[Data extracted from a collection]
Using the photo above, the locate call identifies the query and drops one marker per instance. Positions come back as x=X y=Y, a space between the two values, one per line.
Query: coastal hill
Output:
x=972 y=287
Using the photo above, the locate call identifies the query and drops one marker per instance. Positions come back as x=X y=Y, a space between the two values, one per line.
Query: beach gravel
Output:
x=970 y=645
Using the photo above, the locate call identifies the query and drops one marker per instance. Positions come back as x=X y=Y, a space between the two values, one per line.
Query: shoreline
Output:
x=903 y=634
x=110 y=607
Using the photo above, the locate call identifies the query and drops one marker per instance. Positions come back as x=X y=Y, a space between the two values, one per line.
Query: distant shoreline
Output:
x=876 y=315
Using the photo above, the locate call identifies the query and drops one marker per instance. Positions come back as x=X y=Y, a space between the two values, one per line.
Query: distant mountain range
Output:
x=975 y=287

▶ [EXERCISE REQUIREMENTS]
Reproduce verbatim the lines from the start of the items through the line containing "x=972 y=287", including both ends.

▶ [EXERCISE RESPONSE]
Using the photo above, the locate call identifies the query and drops one marker per instance. Positions come back as x=X y=Y, a space between the two values, one per line.
Query: coastal hill
Output:
x=972 y=287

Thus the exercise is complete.